• Текст для чтения
****
1984 г.
фото из
домашнего
архива
Георгий
Чистяков

Средневековая поэзия.Беседа на радио "София" 17 февраля 1998 года

Что такое Средневековье? Осталось ли от этой эпохи что-либо, без чего трудно себе представить нашу сегодняшнюю жизнь, внутренний мир современного человека и что-то такое, что нам по-настоящему дорого? Разумеется, это готические соборы на Западе: в Шартре, в Реймсе, в Кёльне, Нотр-Дам в Париже. Это такие же соборы на Руси: Киевская и Новгородская София, Дмитриевский и Успенский соборы во Владимире… А что еще? Только ли крестовыми походами, рыцарскими турнирами и проявлением воинской доблести вошли в историю так называемые «темные века»?

Я хочу напомнить, что этот термин, Dark Ages, раньше историками употреблялся для обозначения первых веков Средневековья: V, VI, VII, VIII, IX веков, которые лежат между античностью и Средними веками. А теперь этот термин распространяется уже на всё Средневековье. В сущности, Dark Ages сегодня – это синоним словосочетанию Middle Ages. Итак, всё-таки были ли сделаны в те времена настоящие открытия, впитавшиеся теперь в нашу жизнь и составляющие ее фундамент, как это произошло с греческой трагедией и античной философией (потому что понятно, что без античной философии очень трудно представить себе человека сегодня); как это произошло с тем, чтó подарила нам эпоха Возрождения, начиная с Данте и его «Божественной комедии» и кончая уже поздним Возрождением; как это было с Возрождением на Руси, которое нам подарило преподобного Сергия и иконопись Андрея Рублёва? Было ли что-то такое в Средние века, что осталось навсегда, или нет?

Иногда кажется, что культура Средневековья сегодня уже никому не интересна, кроме ее исследователей, кроме ученых, кроме специалистов. Суеверия, вера в предзнаменования и силу заклинаний, обрядоверие, фетишизм – всё это, разумеется, живо и сегодня. Однако привлекают все эти явления человека, который не умеет или не хочет думать и, главное, который не привык читать. И поэтому в средневековом варианте эти явления могут заинтересовать сегодня только ученого. Учиться у средневекового суевера суевериям сегодня вряд ли кто будет, потому что суевериям учатся на практике, а не по книжкам.

Да, я употребил слово «фетишизм». Действительно, Средневековье отличает особое отношение к вещи. Конечно же, любимые вещи есть у нас и сегодня. Но тогда у вещей были имена, и вообще к ним относились как к живым. В «Песни о Роланде», например, описывается, как Роланд разговаривает со своим мечом. У этого меча, разумеется, есть имя – Дюрандаль; рог, в который Роланд трубит, носит имя Олифант, а меч его друга Оливье называется Альтеклер. Это тоже его имя. И вообще, повторяю, к этим вещам относятся как к живым.
****
• Задание 1
Сосчитайте строки ниже, в которых есть слово «patch», с учётом регистра, и напишите только число.
Строки, приведённые далее, никак не связаны с текстом о Средневековье.

• Строки данных
****
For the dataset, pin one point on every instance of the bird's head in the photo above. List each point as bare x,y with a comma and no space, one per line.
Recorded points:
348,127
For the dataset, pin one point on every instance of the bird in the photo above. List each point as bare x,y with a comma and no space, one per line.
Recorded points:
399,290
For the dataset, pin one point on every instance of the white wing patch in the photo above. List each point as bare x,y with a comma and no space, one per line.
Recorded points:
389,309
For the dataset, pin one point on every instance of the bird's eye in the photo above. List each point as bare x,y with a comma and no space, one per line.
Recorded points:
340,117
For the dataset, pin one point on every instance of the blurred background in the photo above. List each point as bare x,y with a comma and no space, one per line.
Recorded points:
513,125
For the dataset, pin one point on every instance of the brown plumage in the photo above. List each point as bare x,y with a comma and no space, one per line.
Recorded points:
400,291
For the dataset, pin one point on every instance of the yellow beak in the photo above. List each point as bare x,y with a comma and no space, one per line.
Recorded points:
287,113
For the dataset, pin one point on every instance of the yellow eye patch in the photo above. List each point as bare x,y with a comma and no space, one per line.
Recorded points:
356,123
****
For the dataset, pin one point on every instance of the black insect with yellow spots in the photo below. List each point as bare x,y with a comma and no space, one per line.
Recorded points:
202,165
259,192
****
• Задание 2
Дословно перепишите фрагмент из текста о Средневековье: начните со слов «Иногда кажется, что» и остановитесь после слов «не по книжкам.».

• Правильный ответ 1
2

• Правильный ответ 2
Иногда кажется, что культура Средневековья сегодня уже никому не интересна, кроме ее исследователей, кроме ученых, кроме специалистов. Суеверия, вера в предзнаменования и силу заклинаний, обрядоверие, фетишизм – всё это, разумеется, живо и сегодня. Однако привлекают все эти явления человека, который не умеет или не хочет думать и, главное, который не привык читать. И поэтому в средневековом варианте эти явления могут заинтересовать сегодня только ученого. Учиться у средневекового суевера суевериям сегодня вряд ли кто будет, потому что суевериям учатся на практике, а не по книжкам.